The world watched in horror as Texas experienced one of the worst forced blackouts in history, leaving millions without power. As people scramble to make sense of the energy crisis, media fact-checkers were working in overdrive.
CNN jumped to publish a fact-check article to counter the idea that wind and solar were responsible for the outage.
Reuters ran an article headlined, “The causes for Texas’ blackout go well beyond wind turbines.” CNBC speculated why the “Texas power grid failed.”
While there is no denying there is a hybrid policy conversation to address this crisis, there is a very important fact that is missing from the major media analyses.
On Feb. 12, Texas Gov. Greg Abbott “declared a state of disaster threat of widespread damage due to prolonged freezing temperatures.”
The Electric Reliability Council of Texas, which is responsible for 90% of Texas’s energy, reported they needed an “increase in energy supplies” to help counter the negative effects of the storm. ERCOT also reported that “numerous energy generation units will be unable to operate at full capacity without violating federal air quality or other permit limitations.”
These issues were listed in a request submitted to the Department of Energy on Feb. 14 regarding discretion for “using their energy generators and relief from exceeding state emissions requirements during emergency conditions”.

DATA:
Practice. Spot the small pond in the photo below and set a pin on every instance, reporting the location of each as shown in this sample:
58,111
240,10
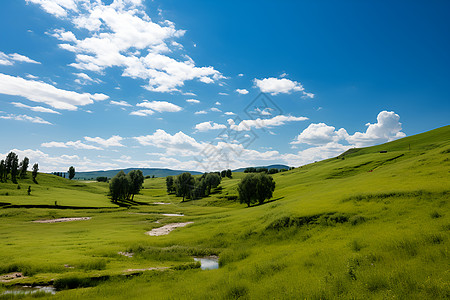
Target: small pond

TASKS TO COMPLETE:
(a) In the passage on the Texas blackout, what share of Texas's energy is the Electric Reliability Council of Texas responsible for?
(b) Extend the passage on the Texas blackout, picking up after its final sentence.
The listing has no connection to the passage on the Texas blackout.

RESULTS BY TASK:
(a) 90%

(b)
The Department of Energy responded that while it would allow a certain increase in energy output, it would not “provide relief from obligations to purchase energy allowances for emissions that occur during the emergency condition.” They also specified their priority to “minimize adverse environmental impacts, by limiting operation of dispatched energy units.”
The order from the Department of Energy also hiked the price of power credits being sold to the state at a price “no lower than $1,500/MWh,” a significant increase over the $18.20 that Texans typically pay for the same amount of energy.
While there are many factors that could have led to this energy crisis, such as the need for energy diversity, winterizing their energy infrastructure — ignoring this very real administration regulatory hurdle will hinder conversations regarding how to avoid this crisis in the future.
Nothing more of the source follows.